TEXT SECTION>
════════

OP-EDS

  /  

February 19, 2002

A Republican primary report

Even though it is still one month away, the Illinois state gubernatorial primary is already beginning to look like a foregone conclusion, at least on the Republican side. Both parties have been galvanized by incumbent Governor George Ryan's decision not to seek a second term, and both primaries promise to be competitive. Running for the GOP nomination for governor are Attorney General Jim Ryan, Lieutenant Governor Corinne Wood, and State Senator Patrick O'Malley.

The clear leader in the pack is Jim Ryan. So far he's been running a fairly subdued campaign, refusing to debate his opponents and staying fuzzy on most of the issues. In a state that is poised to suffer record budgetary shortfalls, Ryan has been deliberately vague on what programs he plans to cut if elected. However, since most polls give him a 25 to 35 percent lead over his nearest rivals, he can afford to run a George W. Bush-style primary campaign. About the only thing that could seriously jeopardize his lead would be the discovery of a new cancerous tumor — Jim Ryan has already been diagnosed with cancer three times since 1996. If you want to vote for a winner, Jim Ryan is definitely the way to go.

════════

DATASET EXCERPT>
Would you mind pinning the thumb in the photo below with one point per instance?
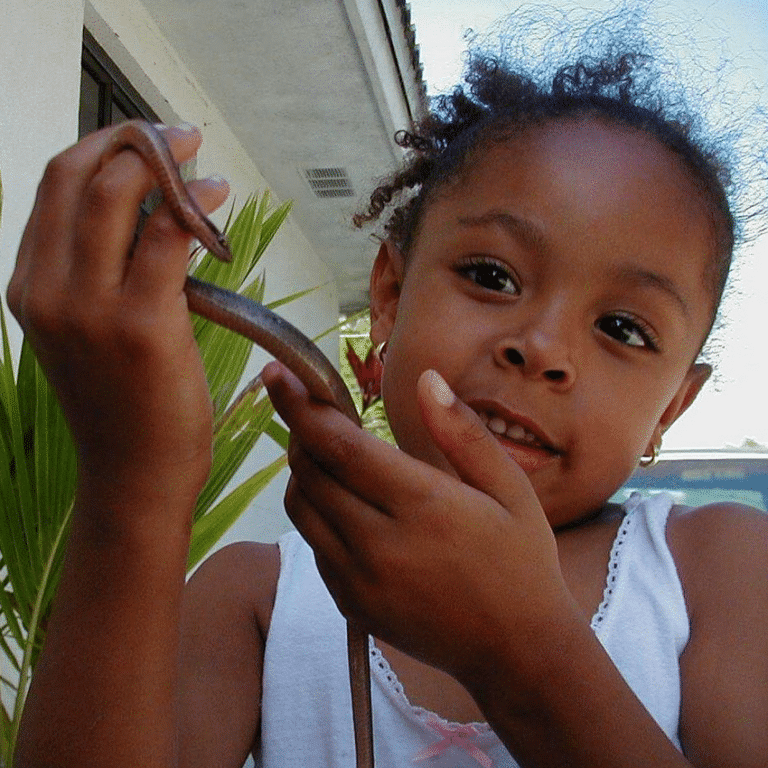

════════

WHAT THE EXERCISE ASKS> Revise the op-ed on the Illinois Republican primary, starting with "A Republican primary" and going on through "Senator Patrick O'Malley.", so that "galvanized" becomes "energized".

RESPONSE TO THIS TASK>
A Republican primary report

Even though it is still one month away, the Illinois state gubernatorial primary is already beginning to look like a foregone conclusion, at least on the Republican side. Both parties have been energized by incumbent Governor George Ryan's decision not to seek a second term, and both primaries promise to be competitive. Running for the GOP nomination for governor are Attorney General Jim Ryan, Lieutenant Governor Corinne Wood, and State Senator Patrick O'Malley.